▶ _Exercise input_

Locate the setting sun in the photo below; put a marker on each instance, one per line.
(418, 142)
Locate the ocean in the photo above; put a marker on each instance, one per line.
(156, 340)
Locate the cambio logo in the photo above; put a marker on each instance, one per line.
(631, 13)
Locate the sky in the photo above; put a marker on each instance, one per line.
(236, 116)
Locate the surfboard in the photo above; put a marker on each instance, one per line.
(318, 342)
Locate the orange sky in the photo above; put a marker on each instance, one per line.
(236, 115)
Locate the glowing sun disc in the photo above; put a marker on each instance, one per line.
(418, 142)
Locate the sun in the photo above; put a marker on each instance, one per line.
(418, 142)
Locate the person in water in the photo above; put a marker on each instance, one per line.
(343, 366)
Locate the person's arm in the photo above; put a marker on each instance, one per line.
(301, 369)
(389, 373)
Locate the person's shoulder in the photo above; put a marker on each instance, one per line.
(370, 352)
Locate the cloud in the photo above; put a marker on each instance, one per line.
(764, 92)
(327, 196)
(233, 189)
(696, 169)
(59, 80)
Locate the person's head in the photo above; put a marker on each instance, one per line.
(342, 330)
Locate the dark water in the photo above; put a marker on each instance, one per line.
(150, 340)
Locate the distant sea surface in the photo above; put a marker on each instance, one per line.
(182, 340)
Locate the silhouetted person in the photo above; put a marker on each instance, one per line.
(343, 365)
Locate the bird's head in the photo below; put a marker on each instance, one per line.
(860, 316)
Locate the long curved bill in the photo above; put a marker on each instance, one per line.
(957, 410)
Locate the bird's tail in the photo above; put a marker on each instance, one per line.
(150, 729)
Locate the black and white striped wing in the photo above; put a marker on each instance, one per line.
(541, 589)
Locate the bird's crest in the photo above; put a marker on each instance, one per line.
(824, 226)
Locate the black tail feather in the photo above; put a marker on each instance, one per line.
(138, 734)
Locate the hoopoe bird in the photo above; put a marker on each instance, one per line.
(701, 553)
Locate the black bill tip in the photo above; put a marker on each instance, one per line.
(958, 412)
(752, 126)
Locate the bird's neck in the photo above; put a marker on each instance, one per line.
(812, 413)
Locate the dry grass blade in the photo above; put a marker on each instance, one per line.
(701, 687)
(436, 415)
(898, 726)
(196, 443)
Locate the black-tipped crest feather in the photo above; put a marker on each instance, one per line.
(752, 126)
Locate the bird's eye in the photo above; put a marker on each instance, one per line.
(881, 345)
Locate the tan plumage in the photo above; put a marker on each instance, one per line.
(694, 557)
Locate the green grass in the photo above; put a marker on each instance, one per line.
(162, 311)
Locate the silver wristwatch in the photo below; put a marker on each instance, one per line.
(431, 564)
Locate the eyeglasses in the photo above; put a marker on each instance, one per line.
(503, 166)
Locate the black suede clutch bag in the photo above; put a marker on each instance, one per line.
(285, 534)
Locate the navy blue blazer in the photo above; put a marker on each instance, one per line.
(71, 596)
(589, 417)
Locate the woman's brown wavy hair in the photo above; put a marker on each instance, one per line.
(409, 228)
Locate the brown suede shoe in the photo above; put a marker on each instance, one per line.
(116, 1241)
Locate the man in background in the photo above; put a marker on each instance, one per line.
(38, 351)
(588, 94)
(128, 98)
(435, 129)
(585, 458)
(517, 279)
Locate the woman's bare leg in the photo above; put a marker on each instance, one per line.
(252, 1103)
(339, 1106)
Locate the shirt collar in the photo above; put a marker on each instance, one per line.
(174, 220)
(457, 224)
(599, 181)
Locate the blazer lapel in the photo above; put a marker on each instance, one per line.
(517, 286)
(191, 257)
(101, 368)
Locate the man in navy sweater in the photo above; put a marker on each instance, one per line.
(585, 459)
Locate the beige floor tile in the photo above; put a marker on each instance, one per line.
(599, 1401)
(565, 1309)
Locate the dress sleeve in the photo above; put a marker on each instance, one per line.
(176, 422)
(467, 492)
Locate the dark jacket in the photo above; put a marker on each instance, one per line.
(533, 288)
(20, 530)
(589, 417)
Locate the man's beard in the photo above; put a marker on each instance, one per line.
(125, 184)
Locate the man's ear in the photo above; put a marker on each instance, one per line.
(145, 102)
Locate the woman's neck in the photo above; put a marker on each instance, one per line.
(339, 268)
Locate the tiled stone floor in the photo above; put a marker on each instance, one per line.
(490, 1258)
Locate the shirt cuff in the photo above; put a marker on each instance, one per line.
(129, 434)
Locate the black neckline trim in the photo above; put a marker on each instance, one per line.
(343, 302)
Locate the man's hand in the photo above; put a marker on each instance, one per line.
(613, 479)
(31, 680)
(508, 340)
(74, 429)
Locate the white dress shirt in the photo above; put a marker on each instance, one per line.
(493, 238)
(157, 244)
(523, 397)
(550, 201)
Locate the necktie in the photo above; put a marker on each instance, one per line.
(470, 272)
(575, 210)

▶ _Work to complete_
Transcribe every entry word for word.

▶ _Solution_
Locate the setting sun in the photo below; put a marker on each instance, one per line.
(418, 142)
Locate the ocean in the photo above; put a marker on each instance, one per line.
(156, 340)
Locate the cambio logo in the photo above; put a marker on each instance, one per line.
(631, 13)
Locate the sky in the photo above; put a marker on each instance, one per line.
(236, 116)
Locate the surfboard in the photo above; put a marker on each instance, one per line.
(318, 342)
Locate the orange sky in the photo above; put a marker on each instance, one per line.
(236, 115)
Locate the glowing sun disc in the photo above; put a marker on each instance, one per line.
(418, 142)
Locate the sun in the photo above; put a marker on each instance, one per line.
(418, 142)
Locate the person in water in the photo above; put a marker on each instance, one per line.
(343, 366)
Locate the person's arm in the photo above; put a marker on each instance, one per line.
(301, 369)
(389, 373)
Locate the person's shoulder in the photo above; put a marker on each instance, one per line.
(370, 352)
Locate the cloud in the photo above; put a marker on each instance, one per line.
(764, 92)
(327, 196)
(233, 189)
(696, 169)
(59, 80)
Locate the person's head in the photo above; put a marker on each instance, one per line.
(342, 330)
Locate the dark water in the photo above; put a marker on each instance, one per line.
(150, 340)
Locate the distant sea surface in the photo above; put a marker on each instance, one per line.
(182, 340)
Locate the silhouetted person in the photo above; put a marker on each instance, one per line.
(343, 365)
Locate the bird's head in the photo below; put a marker on each instance, one per line.
(860, 316)
Locate the long curved bill in the photo above; put a marker on each instance, one per line.
(957, 410)
Locate the bird's tail in the photo above; put a marker on each instance, one per line.
(150, 729)
Locate the black and white striped wing in the photo above; put a marker on each instance, one per line.
(541, 589)
Locate the bird's crest in the photo above; put a marker on each instance, one per line.
(824, 226)
Locate the black tail feather in the photo above; put a marker on each instance, one per line.
(138, 734)
Locate the hoopoe bird in the photo above; put a marker on each instance, one per line.
(701, 553)
Locate the black bill tip in the photo above; put a marker on each instance, one per line.
(958, 412)
(752, 126)
Locate the bird's neck in the photo above; put a marker on each instance, one per line.
(812, 413)
Locate the dry grass blade in the photo above; put a marker on each instance, one per line.
(701, 687)
(436, 415)
(898, 726)
(196, 443)
Locate the black-tipped crest feather in the photo above; put a marker on each instance, one per line.
(752, 126)
Locate the bird's eye in the photo above; put a marker on each instance, one per line.
(881, 345)
Locate the tan plumage in the photo above; put a marker on each instance, one per line.
(694, 557)
Locate the green grass in the photo above; put a marker on each instance, one per line.
(162, 311)
Locate the silver wristwatch in the photo below; put a marker on each instance, one per line.
(431, 564)
Locate the eyeglasses in the photo above; put a marker on each instance, one per line.
(503, 166)
Locate the black suede clutch bag in the photo above; put a marker on each instance, one per line.
(285, 534)
Locate the navy blue blazer in the photo above; put a marker on each instance, one per line.
(71, 596)
(589, 417)
Locate the woman's brown wavy hair in the photo above; put a marker on each instance, one per line.
(409, 228)
Locate the brown suede shoe in the photo above; put a marker on each instance, one per line.
(116, 1241)
Locate the man in background in the photo above; put a marker on each instance, one per line.
(38, 351)
(588, 94)
(128, 98)
(435, 129)
(585, 458)
(517, 279)
Locate the woman's bare leg in the photo above; put a marker on each instance, one per line.
(252, 1103)
(339, 1106)
Locate the shirt collar in the photo above; put a marker on each instance, one per line.
(174, 220)
(457, 224)
(599, 181)
Locate the blazer lapel in the photo above; put a marker on each instance, one per line.
(517, 286)
(191, 257)
(101, 368)
Locate the man in navy sweater in the photo above; put a marker on each instance, one per line.
(585, 459)
Locate the beige floor tile in the photo above; put a marker on each instance, one per line.
(599, 1401)
(565, 1309)
Locate the dress sleeve in the photo above; put a marker on each instance, one per line.
(176, 422)
(467, 492)
Locate the dark jacket in the photo above; put a marker on each instance, one per line.
(533, 288)
(20, 530)
(589, 417)
Locate the man's beard in the photo above; put a marker on each instance, one per line.
(125, 184)
Locate the man's ear in the photo above; put a marker on each instance, one per line.
(145, 102)
Locate the woman's neck in the photo above; put a marker on each instance, one per line.
(339, 268)
Locate the tiled stone floor in the photo above; put a marker on each instance, one per line.
(490, 1258)
Locate the shirt cuff in the photo above; put a marker on each instance, one per line.
(129, 434)
Locate the black neckline trim in the photo above; put a marker on each instance, one per line.
(343, 302)
Locate the man's hand in the photo above; put a marker on each instance, one per line.
(613, 479)
(31, 680)
(508, 340)
(74, 429)
Locate the white dress shirt in the photo above; put a marker on each instance, one per line.
(493, 238)
(157, 244)
(523, 397)
(550, 201)
Locate the necktie in the photo above; put a marker on each instance, one per line.
(470, 272)
(575, 210)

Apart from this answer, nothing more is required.